RECORDS FOR THIS EXERCISE -
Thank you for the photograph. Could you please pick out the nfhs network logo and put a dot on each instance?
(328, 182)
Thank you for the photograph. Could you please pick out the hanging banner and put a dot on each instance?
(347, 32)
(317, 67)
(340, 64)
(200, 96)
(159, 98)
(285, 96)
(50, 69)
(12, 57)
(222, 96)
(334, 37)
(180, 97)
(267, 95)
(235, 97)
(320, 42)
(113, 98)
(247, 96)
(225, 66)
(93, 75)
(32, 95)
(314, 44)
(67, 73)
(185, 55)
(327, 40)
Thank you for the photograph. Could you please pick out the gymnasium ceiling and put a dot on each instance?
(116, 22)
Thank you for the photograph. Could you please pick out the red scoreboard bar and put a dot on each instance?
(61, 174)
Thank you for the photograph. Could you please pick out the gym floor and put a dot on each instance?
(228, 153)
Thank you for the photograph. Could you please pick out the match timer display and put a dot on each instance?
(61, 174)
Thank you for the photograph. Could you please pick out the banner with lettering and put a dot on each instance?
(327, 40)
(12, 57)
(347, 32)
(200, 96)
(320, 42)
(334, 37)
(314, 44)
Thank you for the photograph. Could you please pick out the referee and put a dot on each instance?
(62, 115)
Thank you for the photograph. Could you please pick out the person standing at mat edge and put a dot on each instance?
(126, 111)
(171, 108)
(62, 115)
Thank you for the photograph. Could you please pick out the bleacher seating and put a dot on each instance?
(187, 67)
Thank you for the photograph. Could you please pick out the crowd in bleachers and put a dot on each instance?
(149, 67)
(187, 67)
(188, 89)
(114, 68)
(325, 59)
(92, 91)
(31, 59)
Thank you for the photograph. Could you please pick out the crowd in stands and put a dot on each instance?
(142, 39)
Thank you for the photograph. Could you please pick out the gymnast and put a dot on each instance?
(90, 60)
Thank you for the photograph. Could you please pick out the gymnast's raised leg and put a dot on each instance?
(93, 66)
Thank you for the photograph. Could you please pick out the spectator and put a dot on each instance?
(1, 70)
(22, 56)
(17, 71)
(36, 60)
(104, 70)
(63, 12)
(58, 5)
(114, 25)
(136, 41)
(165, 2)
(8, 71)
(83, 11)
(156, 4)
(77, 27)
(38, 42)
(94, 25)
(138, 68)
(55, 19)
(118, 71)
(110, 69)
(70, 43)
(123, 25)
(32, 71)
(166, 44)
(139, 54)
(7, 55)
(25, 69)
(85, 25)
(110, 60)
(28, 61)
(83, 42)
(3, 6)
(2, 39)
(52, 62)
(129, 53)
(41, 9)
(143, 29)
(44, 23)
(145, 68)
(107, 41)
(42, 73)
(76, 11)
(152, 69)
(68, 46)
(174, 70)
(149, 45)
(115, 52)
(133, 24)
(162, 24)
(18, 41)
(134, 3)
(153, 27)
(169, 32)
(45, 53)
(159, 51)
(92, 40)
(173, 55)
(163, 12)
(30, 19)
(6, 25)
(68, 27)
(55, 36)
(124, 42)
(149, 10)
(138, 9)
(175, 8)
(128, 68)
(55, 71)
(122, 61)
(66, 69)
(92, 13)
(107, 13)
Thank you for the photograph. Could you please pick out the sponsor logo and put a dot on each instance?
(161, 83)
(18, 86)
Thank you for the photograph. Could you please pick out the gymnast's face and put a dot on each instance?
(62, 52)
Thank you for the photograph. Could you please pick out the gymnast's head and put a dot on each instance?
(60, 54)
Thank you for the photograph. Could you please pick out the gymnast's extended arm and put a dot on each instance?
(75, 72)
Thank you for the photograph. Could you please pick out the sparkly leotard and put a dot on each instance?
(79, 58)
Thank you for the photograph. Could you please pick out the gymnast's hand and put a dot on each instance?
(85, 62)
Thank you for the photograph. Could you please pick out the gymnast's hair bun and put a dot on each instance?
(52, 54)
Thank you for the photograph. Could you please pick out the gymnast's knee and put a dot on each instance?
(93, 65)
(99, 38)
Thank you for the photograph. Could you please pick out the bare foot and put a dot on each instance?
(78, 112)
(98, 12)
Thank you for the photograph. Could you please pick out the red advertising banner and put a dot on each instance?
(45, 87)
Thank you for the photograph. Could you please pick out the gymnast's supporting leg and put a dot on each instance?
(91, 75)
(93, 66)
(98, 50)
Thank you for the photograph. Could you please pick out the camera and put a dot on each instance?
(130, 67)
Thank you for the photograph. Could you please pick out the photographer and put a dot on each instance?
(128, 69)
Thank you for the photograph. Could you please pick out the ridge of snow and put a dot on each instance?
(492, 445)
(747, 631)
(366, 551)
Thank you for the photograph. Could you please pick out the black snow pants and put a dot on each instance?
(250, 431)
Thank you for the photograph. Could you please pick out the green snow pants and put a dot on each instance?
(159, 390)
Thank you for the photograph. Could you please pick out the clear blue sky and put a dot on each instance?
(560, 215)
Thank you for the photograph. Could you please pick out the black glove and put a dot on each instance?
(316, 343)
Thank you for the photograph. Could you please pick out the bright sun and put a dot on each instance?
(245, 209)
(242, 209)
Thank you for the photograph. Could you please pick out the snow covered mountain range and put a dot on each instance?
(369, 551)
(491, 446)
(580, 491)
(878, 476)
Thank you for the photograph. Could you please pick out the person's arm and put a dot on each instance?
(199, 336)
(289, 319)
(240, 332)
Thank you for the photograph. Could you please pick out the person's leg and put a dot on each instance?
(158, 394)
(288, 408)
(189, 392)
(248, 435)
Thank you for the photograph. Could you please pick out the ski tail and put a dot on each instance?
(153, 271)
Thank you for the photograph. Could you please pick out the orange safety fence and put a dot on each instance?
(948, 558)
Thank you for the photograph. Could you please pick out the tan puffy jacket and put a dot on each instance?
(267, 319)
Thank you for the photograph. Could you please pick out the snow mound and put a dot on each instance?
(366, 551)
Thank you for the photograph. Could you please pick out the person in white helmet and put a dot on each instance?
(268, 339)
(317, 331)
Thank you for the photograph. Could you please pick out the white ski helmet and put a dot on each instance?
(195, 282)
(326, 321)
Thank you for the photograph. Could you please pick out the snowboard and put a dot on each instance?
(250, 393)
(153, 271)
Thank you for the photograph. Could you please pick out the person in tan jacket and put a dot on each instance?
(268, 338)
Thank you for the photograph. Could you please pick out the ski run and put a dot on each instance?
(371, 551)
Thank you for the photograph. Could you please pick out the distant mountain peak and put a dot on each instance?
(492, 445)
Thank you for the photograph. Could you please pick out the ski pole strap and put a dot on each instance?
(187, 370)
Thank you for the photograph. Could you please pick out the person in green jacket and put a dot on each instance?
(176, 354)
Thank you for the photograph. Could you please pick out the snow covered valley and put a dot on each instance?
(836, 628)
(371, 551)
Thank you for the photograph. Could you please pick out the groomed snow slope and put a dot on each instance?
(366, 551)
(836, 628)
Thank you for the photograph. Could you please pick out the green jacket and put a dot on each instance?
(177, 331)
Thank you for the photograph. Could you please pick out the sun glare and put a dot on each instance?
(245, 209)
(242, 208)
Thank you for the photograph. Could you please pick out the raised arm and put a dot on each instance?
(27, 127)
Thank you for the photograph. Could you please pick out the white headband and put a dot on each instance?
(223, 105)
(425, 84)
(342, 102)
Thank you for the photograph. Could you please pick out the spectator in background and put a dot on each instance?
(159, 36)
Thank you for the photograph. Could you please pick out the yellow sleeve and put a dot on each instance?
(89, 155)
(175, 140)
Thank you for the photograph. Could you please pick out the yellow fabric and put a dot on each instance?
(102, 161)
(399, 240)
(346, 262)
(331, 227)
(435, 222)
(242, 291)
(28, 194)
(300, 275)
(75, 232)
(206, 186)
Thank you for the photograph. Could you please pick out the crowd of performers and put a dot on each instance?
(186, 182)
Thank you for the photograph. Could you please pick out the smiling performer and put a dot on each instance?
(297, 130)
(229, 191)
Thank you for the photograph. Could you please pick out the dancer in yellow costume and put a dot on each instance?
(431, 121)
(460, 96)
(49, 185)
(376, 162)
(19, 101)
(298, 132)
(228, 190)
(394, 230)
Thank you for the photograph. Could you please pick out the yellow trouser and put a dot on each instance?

WHAT IS NEEDED -
Add 103 to each point coordinate and write out again every line, text lines included, beginning at the line that contains "costume and put a dot on each instance?" and stopping after the last line of the material above.

FULL SOLUTION -
Thank you for the photograph. Could you please pick out the dancer in yellow costume and put a dot on each instance?
(534, 224)
(563, 199)
(152, 288)
(479, 265)
(122, 204)
(401, 235)
(331, 293)
(497, 333)
Thank you for the photograph. Could you please pick out the yellow trouser and put a dot on each instance?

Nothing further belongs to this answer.